How Gamification Can Help Healthcare Audiences Rise to the Challenge

They say that one of the great tragedies of adulthood is the loss of the sheer pleasure children take in play. Except really, for many of us, that spirit of play never really goes away, we are just told that we have to grow up and start taking things seriously.

The concept of gamification is about redressing that balance. Stripped down to its bare essentials, it is about taking dull, mundane tasks and making them more appealing by turning them into a game. In practical terms, gamification is now closely associated with the rise of apps, and the avenues they open up to apply elements taken from video gaming to the everyday world.

Imagine, for example, you can’t stand doing the washing up or vacuuming, but know you have to. With a gamification app, you and your family members could log each time you do a household chore, collecting points each time as you would in a video game. At the end of every week or month, the person with the most points (or jewels, or gold pieces…) gets a prize.

Gamification is attracting plenty of interest in healthcare. Most of the focus to date has centred on two areas – developing general health-promoting apps that encourage people to take plenty of exercise by setting goals and objectives, and condition-specific solutions that reward patients for sticking to a particular care plan, be it medication, exercise or diet.

The rationale behind the use of gamification in healthcare is that it promotes self-management by improving focus and attention. For all that we know how important it is to our health to take medications x, y and z every day, or follow our rehabilitation exercise regime, in the routines of everyday life it is easy to forget or become complacent. Stick some kind of play-related goal on it, however, and behavioural studies have proven just how much more focused people are.
..............................
### Work to complete
According to the article on gamification in healthcare, which two areas has most of the focus centered on to date? The listing is not needed for any task.
..............................
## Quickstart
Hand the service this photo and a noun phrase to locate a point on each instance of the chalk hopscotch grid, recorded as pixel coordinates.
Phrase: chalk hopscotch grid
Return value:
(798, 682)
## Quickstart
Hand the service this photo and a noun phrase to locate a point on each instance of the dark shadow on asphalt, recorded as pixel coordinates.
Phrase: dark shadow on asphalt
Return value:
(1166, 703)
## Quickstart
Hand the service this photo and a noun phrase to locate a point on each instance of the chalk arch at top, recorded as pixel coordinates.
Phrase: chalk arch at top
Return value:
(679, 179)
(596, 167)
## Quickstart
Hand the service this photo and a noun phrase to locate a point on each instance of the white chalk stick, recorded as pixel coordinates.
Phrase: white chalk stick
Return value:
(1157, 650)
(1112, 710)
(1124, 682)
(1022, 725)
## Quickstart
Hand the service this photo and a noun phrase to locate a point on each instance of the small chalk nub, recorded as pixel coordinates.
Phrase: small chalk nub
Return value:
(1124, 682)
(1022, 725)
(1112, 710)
..............................
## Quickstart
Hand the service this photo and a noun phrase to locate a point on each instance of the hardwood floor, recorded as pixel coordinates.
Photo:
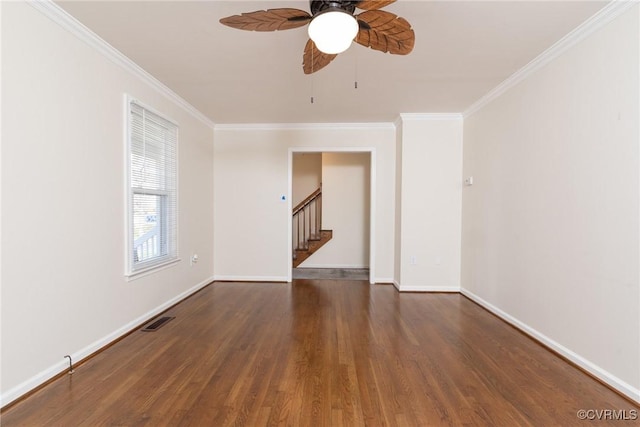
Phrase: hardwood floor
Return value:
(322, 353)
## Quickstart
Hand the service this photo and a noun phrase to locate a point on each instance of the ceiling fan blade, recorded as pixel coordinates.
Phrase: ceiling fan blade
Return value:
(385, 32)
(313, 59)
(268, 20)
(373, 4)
..............................
### Response below
General health-promoting apps that encourage exercise by setting goals and objectives, and condition-specific solutions that reward patients for sticking to a particular care plan.